→ À FAIRE
Recopiez intégralement le récit « La cache » ci-dessous, sans rien y changer.

→ EXTRAIT SOURCE
────────────────────────────────────────
La cache

Publié le par Albocicade


En quelle année sommes nous ?

Je n'en suis plus tout à fait sûr.

Ce qui semble évident, c'est que pour des raisons de sécurité, la grande cigale doit être mise en sûreté, à l'abri.

Nous sommes en lien avec un groupe (forcément clandestin) qui va transférer quelques enfants à la montagne, sur "le Plateau".

Les informations passent au compte goutte. Nous savons à peu près où les enfants trouveront refuge… "à peu près" seulement, puisqu'en ces situations, la discrétion est une condition de la sécurité.


Vendredi, un message nous indique que le départ aura lieu demain, aux alentours de 8h 30. Le lieu et l'heure du rendez-vous, ainsi que la nouvelle identité de la Cigale nous seront communiqué ultérieurement. Puis, plus rien.

Samedi, 7 h… toujours pas de message. Et impossible de joindre les familles des autres enfants. 8 h, enfin ! le message arrive. Il semble qu'il y ait eu des problèmes de transmission : les autres ont eu l'info hier.

Tout y est. Rendez-vous est donné à 8 h 40, sur un parking à la périphérie du village, avec des consignes pour rejoindre le lieu sans attirer l'attention.
────────────────────────────────────────
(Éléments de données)
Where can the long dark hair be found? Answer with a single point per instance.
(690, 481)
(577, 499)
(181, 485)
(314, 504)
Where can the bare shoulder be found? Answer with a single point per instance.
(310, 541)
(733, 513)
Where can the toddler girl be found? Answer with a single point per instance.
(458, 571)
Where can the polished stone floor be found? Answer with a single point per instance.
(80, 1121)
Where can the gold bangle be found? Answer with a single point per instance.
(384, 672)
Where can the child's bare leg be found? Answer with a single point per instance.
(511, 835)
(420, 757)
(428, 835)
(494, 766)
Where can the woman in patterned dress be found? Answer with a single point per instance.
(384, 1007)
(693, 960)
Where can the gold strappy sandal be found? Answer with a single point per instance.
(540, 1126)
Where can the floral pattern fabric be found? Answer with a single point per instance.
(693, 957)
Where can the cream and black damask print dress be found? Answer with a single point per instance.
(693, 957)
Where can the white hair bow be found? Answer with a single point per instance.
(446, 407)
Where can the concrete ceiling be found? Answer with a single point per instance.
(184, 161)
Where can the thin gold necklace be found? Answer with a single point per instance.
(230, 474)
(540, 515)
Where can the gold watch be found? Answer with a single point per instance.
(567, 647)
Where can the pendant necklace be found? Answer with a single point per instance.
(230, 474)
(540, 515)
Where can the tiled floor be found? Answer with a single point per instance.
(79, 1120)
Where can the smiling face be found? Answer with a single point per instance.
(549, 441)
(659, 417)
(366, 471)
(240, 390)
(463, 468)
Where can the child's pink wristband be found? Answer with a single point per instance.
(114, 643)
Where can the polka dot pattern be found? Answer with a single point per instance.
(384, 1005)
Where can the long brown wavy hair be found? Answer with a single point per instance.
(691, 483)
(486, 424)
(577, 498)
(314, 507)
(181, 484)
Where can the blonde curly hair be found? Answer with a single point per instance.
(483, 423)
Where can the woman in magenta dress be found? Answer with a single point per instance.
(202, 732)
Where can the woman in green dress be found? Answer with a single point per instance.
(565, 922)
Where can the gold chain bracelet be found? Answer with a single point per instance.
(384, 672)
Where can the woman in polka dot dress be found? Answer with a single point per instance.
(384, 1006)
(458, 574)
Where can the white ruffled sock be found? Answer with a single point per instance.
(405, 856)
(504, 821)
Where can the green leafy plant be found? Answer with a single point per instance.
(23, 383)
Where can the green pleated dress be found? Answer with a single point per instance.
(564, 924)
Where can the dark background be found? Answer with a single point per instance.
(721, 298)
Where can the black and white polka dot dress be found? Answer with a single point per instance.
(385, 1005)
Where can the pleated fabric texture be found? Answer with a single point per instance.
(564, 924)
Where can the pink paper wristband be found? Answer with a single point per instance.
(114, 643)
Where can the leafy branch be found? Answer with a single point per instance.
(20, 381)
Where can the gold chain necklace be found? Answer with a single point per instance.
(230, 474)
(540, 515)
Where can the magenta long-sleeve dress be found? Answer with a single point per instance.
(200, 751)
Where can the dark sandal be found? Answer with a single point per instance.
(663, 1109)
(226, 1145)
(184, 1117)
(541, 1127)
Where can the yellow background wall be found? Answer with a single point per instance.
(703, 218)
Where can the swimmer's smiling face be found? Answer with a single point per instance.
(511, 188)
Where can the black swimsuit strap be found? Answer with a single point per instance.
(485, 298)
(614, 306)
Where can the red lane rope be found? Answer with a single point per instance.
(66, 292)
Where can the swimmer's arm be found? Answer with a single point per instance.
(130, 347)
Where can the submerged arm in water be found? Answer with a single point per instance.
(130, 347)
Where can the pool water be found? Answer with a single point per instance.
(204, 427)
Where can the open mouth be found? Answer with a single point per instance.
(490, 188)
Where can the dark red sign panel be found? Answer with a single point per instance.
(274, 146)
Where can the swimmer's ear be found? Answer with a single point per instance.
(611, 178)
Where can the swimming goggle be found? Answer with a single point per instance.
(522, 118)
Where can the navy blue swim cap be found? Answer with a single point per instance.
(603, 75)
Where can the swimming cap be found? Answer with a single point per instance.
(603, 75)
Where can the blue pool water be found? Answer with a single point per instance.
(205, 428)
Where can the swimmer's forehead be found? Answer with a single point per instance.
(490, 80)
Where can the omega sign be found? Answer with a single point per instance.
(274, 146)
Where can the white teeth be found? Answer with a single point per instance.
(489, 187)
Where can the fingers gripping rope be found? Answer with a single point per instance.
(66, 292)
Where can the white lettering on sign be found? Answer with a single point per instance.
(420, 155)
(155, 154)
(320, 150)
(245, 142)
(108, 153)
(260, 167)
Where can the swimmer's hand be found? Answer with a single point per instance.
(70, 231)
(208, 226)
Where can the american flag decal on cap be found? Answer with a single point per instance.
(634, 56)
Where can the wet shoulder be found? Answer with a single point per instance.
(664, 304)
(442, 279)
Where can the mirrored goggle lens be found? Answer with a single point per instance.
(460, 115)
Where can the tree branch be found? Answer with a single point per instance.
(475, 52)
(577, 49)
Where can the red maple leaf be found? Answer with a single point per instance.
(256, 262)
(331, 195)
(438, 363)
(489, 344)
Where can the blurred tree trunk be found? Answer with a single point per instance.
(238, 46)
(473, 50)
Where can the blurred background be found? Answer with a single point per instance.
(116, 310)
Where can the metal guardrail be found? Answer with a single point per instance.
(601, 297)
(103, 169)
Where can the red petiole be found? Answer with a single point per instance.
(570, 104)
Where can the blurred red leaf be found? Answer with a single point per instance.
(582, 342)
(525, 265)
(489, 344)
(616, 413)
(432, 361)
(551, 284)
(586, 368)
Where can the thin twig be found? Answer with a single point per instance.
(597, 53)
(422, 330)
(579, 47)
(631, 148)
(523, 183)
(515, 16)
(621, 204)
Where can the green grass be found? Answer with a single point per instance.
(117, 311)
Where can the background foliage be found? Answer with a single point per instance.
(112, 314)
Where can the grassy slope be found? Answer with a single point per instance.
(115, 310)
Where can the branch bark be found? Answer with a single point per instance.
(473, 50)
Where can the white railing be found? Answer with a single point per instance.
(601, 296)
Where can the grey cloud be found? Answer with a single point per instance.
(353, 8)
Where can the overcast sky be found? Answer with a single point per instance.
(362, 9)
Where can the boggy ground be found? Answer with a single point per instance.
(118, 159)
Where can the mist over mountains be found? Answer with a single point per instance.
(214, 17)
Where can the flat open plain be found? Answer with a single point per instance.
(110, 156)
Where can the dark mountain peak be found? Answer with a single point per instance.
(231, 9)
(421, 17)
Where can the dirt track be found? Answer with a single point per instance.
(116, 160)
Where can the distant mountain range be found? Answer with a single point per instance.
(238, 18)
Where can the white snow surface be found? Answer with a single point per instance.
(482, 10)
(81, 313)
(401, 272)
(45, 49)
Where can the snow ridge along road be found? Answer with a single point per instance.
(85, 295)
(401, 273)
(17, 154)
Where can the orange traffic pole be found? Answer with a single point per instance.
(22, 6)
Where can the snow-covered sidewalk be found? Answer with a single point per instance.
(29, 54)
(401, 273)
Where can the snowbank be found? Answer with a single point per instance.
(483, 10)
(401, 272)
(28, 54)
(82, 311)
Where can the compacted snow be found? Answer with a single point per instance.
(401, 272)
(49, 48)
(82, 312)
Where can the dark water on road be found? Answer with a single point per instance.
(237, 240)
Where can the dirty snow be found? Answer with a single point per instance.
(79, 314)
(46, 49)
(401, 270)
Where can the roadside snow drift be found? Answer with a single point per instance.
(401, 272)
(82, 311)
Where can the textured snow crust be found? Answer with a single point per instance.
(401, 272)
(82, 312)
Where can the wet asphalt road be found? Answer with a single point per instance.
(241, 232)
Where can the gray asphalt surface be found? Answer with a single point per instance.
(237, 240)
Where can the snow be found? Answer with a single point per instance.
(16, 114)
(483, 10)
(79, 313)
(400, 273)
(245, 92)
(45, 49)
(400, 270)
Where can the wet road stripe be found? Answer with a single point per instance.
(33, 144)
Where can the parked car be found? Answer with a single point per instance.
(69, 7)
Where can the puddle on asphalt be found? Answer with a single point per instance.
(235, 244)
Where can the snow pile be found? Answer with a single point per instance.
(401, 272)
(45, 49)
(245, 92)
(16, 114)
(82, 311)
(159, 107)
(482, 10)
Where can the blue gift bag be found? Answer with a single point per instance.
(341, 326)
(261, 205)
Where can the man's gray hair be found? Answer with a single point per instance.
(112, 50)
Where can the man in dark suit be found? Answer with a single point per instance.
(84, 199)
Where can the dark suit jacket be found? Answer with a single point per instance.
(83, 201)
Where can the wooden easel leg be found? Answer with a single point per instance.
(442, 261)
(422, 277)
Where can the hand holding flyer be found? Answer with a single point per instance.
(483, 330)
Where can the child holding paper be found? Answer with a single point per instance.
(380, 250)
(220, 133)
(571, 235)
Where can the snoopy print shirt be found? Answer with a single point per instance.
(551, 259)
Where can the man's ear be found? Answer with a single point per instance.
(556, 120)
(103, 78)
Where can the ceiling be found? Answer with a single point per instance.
────────────────────────────────────────
→ CORRIGÉ
La cache

Publié le par Albocicade


En quelle année sommes nous ?

Je n'en suis plus tout à fait sûr.

Ce qui semble évident, c'est que pour des raisons de sécurité, la grande cigale doit être mise en sûreté, à l'abri.

Nous sommes en lien avec un groupe (forcément clandestin) qui va transférer quelques enfants à la montagne, sur "le Plateau".

Les informations passent au compte goutte. Nous savons à peu près où les enfants trouveront refuge… "à peu près" seulement, puisqu'en ces situations, la discrétion est une condition de la sécurité.


Vendredi, un message nous indique que le départ aura lieu demain, aux alentours de 8h 30. Le lieu et l'heure du rendez-vous, ainsi que la nouvelle identité de la Cigale nous seront communiqué ultérieurement. Puis, plus rien.

Samedi, 7 h… toujours pas de message. Et impossible de joindre les familles des autres enfants. 8 h, enfin ! le message arrive. Il semble qu'il y ait eu des problèmes de transmission : les autres ont eu l'info hier.

Tout y est. Rendez-vous est donné à 8 h 40, sur un parking à la périphérie du village, avec des consignes pour rejoindre le lieu sans attirer l'attention.